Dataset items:
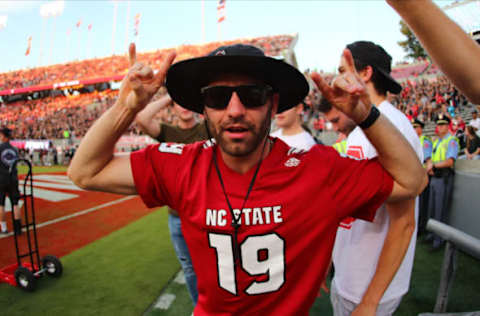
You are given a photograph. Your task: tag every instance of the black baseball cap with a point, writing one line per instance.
(375, 56)
(418, 123)
(442, 119)
(6, 132)
(186, 78)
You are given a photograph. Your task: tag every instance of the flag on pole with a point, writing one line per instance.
(137, 23)
(3, 21)
(221, 11)
(29, 46)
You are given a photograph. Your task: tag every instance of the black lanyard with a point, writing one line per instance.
(236, 219)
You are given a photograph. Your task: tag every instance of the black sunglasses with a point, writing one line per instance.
(252, 96)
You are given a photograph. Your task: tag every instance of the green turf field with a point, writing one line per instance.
(120, 274)
(464, 295)
(125, 272)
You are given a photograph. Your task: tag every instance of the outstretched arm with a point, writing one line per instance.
(145, 120)
(400, 230)
(348, 94)
(437, 33)
(94, 166)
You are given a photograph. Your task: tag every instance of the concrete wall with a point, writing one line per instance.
(465, 208)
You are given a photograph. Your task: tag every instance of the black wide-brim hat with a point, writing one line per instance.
(186, 78)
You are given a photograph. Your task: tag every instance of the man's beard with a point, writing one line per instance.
(245, 147)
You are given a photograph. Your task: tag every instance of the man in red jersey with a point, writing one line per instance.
(259, 218)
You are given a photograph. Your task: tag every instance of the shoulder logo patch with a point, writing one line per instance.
(292, 162)
(172, 148)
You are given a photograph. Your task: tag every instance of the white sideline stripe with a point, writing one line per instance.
(64, 186)
(53, 178)
(180, 278)
(64, 218)
(164, 301)
(53, 196)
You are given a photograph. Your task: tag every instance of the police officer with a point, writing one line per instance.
(441, 169)
(8, 180)
(426, 143)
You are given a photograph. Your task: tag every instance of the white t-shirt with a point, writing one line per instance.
(359, 243)
(301, 140)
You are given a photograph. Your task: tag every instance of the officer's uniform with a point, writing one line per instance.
(9, 178)
(427, 145)
(441, 183)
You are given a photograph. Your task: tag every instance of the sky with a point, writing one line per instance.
(323, 27)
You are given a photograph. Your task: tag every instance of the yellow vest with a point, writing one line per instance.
(423, 138)
(341, 147)
(440, 149)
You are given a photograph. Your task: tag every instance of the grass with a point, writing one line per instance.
(464, 294)
(120, 274)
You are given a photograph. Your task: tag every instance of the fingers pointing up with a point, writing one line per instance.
(132, 54)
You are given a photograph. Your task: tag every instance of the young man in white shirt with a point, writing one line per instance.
(475, 122)
(291, 130)
(361, 287)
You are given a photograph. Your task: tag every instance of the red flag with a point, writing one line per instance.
(137, 23)
(221, 10)
(29, 46)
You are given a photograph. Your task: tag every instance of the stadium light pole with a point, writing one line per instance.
(127, 24)
(52, 39)
(115, 5)
(203, 21)
(42, 38)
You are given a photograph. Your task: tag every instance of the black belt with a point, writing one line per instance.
(442, 172)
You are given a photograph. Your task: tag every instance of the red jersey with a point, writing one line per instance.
(288, 223)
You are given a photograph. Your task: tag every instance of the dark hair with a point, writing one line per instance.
(379, 82)
(324, 105)
(6, 132)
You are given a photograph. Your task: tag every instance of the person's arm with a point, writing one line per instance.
(94, 165)
(436, 31)
(400, 231)
(145, 120)
(348, 94)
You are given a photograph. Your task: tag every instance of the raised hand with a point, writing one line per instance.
(140, 84)
(347, 92)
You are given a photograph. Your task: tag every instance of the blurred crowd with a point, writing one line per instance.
(426, 93)
(116, 65)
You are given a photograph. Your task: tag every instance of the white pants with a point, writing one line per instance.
(343, 307)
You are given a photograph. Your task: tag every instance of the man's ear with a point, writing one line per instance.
(275, 100)
(366, 74)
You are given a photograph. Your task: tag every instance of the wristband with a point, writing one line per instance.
(371, 118)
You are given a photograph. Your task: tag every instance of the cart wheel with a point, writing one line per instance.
(25, 279)
(52, 266)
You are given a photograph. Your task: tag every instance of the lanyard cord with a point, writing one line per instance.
(236, 220)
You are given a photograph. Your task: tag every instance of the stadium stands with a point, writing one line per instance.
(60, 102)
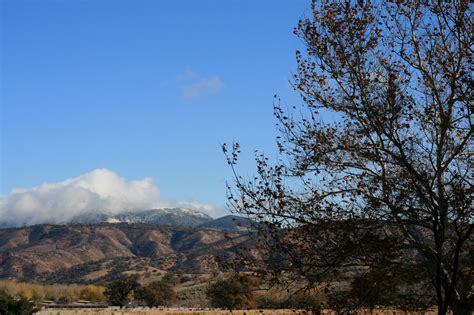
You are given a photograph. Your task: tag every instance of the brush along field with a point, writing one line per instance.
(222, 312)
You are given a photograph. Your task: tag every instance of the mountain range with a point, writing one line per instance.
(97, 248)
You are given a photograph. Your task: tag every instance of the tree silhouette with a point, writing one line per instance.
(374, 169)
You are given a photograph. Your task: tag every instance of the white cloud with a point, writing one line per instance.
(203, 87)
(188, 74)
(99, 190)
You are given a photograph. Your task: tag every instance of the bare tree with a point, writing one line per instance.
(374, 169)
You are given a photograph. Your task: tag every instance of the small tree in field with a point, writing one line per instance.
(376, 167)
(157, 293)
(119, 292)
(232, 293)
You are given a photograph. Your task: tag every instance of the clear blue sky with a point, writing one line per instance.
(144, 88)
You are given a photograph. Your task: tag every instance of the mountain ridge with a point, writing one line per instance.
(94, 253)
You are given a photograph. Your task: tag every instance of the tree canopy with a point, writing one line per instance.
(374, 173)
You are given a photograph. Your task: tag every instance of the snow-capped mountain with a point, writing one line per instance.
(168, 216)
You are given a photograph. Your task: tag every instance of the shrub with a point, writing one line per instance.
(234, 292)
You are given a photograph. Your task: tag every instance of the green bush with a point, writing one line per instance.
(232, 293)
(16, 305)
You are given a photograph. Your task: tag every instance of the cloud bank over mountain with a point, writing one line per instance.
(99, 190)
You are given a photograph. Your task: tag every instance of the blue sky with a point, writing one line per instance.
(143, 88)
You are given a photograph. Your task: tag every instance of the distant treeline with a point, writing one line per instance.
(59, 293)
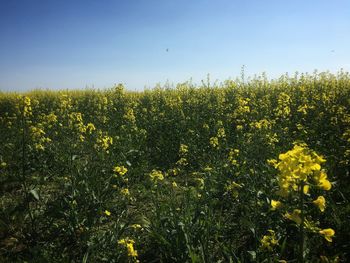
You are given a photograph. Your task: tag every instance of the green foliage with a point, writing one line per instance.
(174, 175)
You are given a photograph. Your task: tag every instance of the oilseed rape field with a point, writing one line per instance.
(242, 171)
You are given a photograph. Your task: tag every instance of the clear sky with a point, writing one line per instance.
(61, 44)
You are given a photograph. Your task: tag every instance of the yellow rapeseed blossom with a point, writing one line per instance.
(120, 170)
(125, 192)
(298, 167)
(320, 202)
(129, 245)
(295, 216)
(327, 233)
(269, 241)
(27, 108)
(232, 156)
(183, 149)
(107, 213)
(275, 204)
(156, 175)
(320, 177)
(214, 142)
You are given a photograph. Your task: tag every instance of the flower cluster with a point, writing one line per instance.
(300, 166)
(129, 245)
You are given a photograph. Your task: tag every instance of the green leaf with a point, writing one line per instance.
(35, 194)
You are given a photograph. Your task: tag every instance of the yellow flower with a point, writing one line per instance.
(269, 241)
(306, 189)
(327, 233)
(129, 245)
(214, 142)
(125, 192)
(121, 170)
(320, 202)
(295, 216)
(107, 213)
(275, 204)
(156, 175)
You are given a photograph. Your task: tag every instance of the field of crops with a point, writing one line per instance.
(254, 171)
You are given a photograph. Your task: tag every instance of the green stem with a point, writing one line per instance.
(301, 227)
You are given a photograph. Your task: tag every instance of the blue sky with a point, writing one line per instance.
(77, 44)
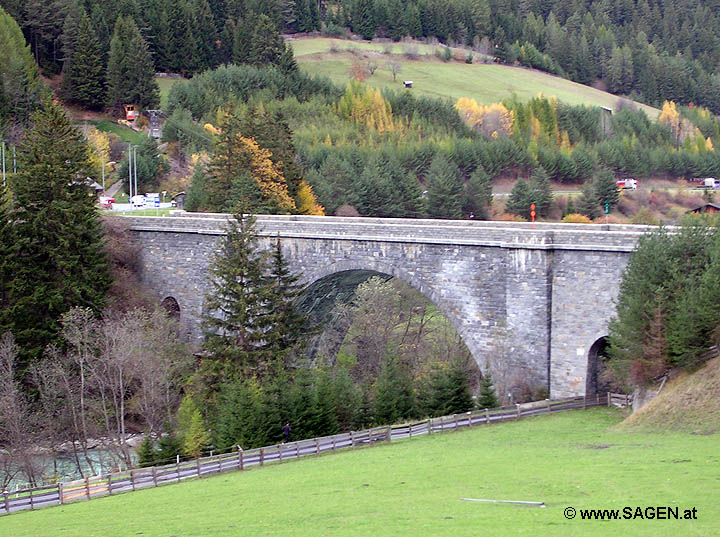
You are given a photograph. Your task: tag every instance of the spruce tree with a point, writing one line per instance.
(588, 204)
(520, 200)
(477, 196)
(287, 330)
(487, 397)
(237, 313)
(54, 236)
(540, 191)
(443, 189)
(130, 72)
(606, 189)
(83, 70)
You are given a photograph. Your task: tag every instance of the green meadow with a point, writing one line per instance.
(414, 487)
(486, 83)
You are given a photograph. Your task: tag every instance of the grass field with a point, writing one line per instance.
(486, 83)
(165, 84)
(572, 459)
(126, 134)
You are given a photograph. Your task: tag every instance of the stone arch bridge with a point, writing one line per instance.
(549, 289)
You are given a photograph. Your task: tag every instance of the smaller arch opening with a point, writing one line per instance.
(596, 380)
(171, 306)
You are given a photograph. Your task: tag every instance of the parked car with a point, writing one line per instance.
(627, 184)
(106, 202)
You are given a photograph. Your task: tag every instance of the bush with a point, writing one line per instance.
(576, 218)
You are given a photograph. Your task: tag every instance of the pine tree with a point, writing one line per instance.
(83, 70)
(287, 330)
(540, 191)
(443, 189)
(130, 69)
(267, 45)
(520, 200)
(237, 317)
(55, 238)
(146, 453)
(606, 189)
(588, 204)
(487, 397)
(477, 196)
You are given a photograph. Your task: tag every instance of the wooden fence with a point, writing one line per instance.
(138, 478)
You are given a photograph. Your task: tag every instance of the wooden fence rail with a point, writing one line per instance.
(139, 478)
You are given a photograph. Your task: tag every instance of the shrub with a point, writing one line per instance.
(576, 218)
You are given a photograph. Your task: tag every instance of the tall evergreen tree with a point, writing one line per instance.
(606, 189)
(237, 315)
(53, 235)
(443, 189)
(288, 327)
(83, 70)
(477, 196)
(130, 72)
(520, 200)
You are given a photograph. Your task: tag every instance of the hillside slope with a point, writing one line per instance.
(486, 83)
(689, 402)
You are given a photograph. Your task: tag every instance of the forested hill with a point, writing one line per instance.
(650, 49)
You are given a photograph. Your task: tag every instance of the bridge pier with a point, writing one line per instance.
(544, 294)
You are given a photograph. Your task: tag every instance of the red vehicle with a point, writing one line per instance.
(106, 202)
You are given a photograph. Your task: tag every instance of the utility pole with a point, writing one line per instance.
(155, 130)
(130, 172)
(2, 157)
(135, 167)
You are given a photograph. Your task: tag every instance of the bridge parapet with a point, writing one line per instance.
(594, 237)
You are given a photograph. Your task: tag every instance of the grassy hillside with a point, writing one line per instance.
(689, 402)
(414, 487)
(486, 83)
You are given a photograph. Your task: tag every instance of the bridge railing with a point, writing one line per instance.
(138, 478)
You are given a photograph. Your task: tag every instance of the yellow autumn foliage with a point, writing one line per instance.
(307, 201)
(267, 174)
(492, 120)
(367, 106)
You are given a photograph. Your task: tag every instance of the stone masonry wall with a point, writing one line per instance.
(550, 288)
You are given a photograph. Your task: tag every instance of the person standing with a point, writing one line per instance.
(286, 432)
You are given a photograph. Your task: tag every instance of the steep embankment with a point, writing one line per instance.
(688, 402)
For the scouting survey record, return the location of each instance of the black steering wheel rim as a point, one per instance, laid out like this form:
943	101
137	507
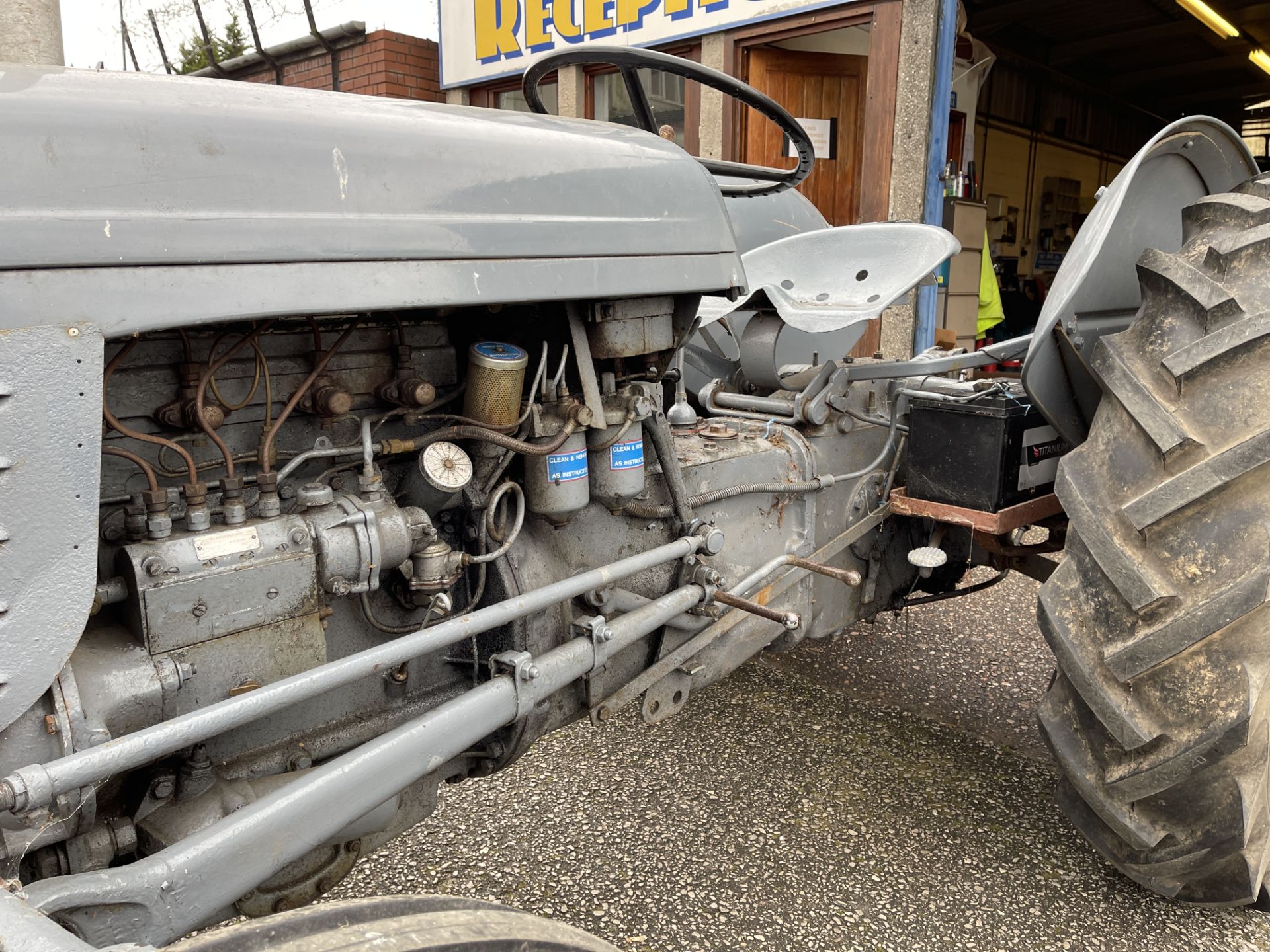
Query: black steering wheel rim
629	61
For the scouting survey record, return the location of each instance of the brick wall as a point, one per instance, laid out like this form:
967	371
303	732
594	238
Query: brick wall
380	63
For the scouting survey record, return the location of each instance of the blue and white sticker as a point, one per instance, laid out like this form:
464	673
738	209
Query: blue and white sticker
567	467
626	456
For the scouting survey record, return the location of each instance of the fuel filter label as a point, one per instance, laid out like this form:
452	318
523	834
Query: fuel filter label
567	467
626	456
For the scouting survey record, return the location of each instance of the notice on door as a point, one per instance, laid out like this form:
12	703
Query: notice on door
825	138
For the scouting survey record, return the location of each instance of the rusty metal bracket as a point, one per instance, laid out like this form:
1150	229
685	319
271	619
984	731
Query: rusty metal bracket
1001	524
521	668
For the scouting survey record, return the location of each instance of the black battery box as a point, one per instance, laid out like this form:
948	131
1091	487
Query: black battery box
986	454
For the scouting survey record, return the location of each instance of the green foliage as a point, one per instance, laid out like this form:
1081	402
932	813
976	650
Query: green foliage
230	44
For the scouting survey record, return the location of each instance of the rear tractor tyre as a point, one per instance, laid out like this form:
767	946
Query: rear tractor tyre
1160	713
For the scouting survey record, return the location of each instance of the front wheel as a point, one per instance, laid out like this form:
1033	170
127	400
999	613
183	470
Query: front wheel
1160	711
398	924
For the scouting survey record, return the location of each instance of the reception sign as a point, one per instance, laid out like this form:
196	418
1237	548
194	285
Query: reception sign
484	40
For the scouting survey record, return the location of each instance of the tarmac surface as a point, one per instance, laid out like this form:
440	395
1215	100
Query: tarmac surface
883	791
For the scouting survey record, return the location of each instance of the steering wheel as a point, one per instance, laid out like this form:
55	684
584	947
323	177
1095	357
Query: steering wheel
629	63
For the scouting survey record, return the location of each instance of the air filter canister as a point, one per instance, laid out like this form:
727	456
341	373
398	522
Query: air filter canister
495	376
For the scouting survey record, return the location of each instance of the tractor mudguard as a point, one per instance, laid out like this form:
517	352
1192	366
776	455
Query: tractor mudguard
1096	291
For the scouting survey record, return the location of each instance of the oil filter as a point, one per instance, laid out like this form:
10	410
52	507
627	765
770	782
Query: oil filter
618	469
495	377
556	485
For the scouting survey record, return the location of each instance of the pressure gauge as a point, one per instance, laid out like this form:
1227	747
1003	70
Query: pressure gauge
446	467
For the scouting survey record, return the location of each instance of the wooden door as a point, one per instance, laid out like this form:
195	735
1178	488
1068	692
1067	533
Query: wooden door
813	87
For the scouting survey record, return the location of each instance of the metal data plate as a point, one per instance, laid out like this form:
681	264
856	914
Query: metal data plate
224	580
826	280
50	466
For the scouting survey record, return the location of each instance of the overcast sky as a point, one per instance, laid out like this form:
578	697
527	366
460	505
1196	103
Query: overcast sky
91	28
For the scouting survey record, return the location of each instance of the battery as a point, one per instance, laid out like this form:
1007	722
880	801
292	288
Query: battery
986	454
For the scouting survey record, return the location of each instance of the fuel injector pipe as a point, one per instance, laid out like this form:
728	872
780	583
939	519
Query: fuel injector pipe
37	785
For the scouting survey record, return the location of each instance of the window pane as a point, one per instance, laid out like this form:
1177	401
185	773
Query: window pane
515	99
665	93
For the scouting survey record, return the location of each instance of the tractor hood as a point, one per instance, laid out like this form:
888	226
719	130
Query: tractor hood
113	168
249	200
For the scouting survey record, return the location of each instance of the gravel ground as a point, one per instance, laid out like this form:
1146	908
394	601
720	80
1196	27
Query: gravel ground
886	791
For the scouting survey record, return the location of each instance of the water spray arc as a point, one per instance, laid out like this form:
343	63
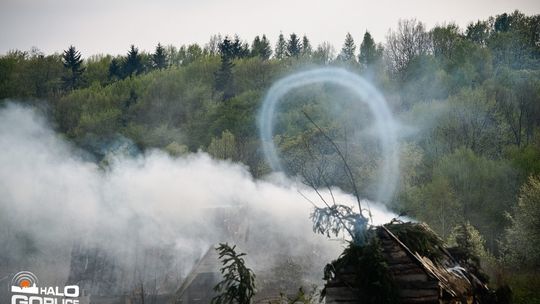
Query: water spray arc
385	125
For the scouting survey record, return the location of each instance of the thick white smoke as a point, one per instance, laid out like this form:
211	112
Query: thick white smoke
52	199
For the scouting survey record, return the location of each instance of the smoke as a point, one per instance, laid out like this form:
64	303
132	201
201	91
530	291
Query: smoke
147	215
384	125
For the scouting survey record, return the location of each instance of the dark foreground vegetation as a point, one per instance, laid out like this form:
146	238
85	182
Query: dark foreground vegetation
471	99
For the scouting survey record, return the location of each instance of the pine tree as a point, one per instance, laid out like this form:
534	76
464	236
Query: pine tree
348	49
281	47
224	81
306	47
73	62
115	69
261	48
159	58
369	53
240	49
133	63
293	46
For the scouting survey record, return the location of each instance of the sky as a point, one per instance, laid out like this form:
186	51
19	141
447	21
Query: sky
111	26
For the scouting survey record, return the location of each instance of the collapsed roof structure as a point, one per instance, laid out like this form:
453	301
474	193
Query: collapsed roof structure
408	264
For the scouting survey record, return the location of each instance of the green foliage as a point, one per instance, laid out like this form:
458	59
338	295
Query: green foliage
306	47
522	240
224	147
281	47
371	277
337	219
224	81
369	52
348	50
294	46
133	64
73	62
238	284
484	188
261	48
418	238
159	58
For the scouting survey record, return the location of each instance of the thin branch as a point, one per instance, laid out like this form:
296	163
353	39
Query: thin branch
338	151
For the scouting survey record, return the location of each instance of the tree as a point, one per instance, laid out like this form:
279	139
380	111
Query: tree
115	69
224	147
404	45
239	49
238	284
224	81
369	52
348	50
133	62
73	62
324	53
261	48
293	46
159	58
478	32
522	237
306	47
212	47
281	47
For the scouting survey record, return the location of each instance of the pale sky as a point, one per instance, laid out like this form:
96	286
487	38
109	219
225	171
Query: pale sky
102	26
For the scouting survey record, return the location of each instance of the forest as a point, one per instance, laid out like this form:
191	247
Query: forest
467	99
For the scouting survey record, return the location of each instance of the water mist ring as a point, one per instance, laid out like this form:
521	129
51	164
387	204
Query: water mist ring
384	120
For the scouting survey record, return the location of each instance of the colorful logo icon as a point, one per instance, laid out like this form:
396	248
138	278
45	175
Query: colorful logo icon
24	282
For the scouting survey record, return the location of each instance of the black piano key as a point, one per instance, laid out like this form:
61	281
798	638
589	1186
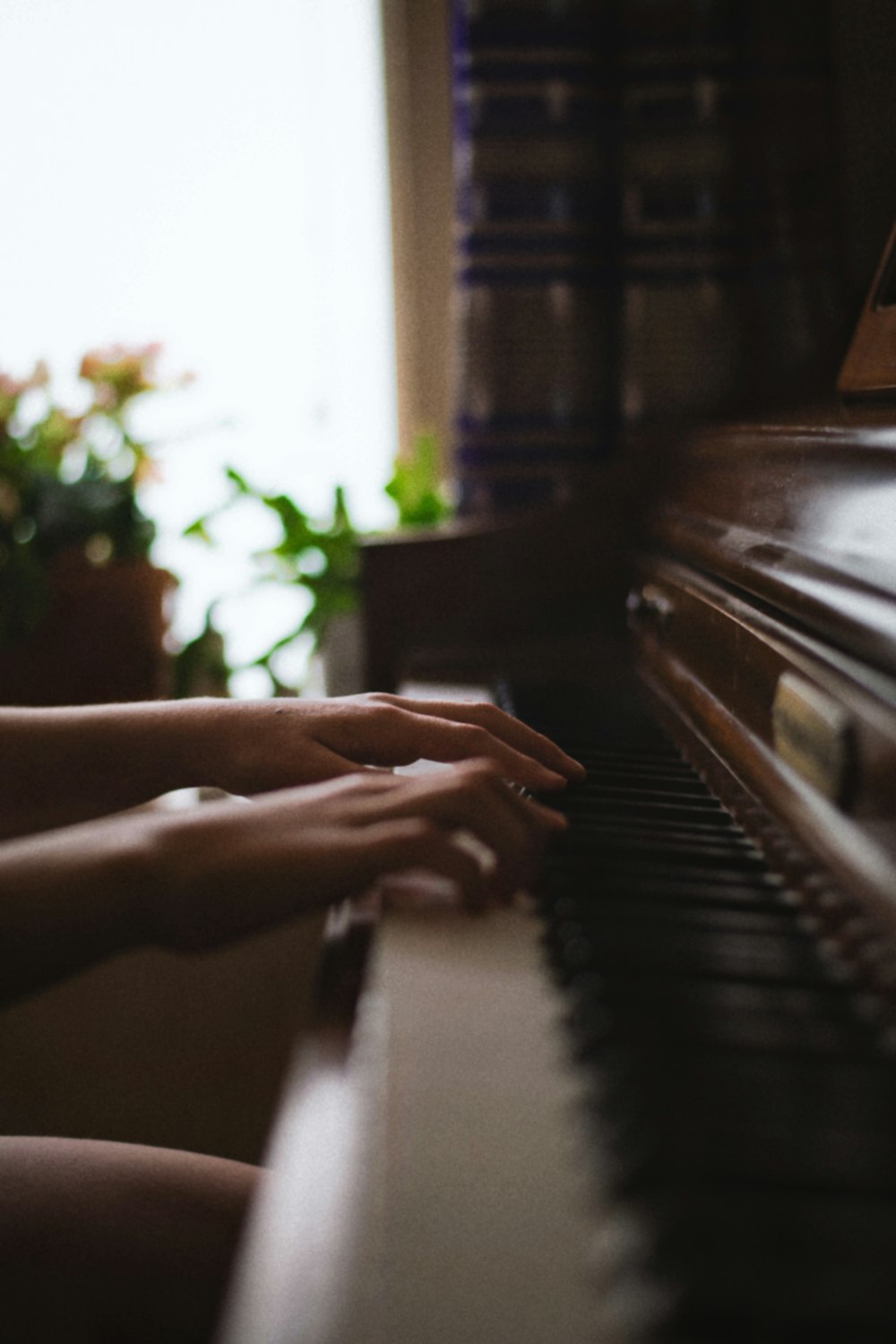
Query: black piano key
743	1101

■ What is needed ■
Do not include the pictures. Quote only the lines from the line with "the forest as" through the end of the material, both ends included, exactly.

■ Result below ■
For the scouting survey record, return the location of each instance of the forest as a point, one per instance, laid out like this form:
191	247
Query: forest
467	99
For the scouting survey record, return the location of each instance of the water mist ring as a point, one per instance, laid out like this form:
521	129
51	164
387	204
Query: water mist ring
384	120
For the scouting survey record, return the location of each instance of the colorful logo icon as a point, one per instance, laid out like this form:
396	248
138	278
45	175
Query: colorful logo icon
24	282
For the scouting survey record, return the location of each instance of the black piano key as a point, one per instance, laid out like this form:
61	281
798	638
589	1186
Query: black piano key
743	1101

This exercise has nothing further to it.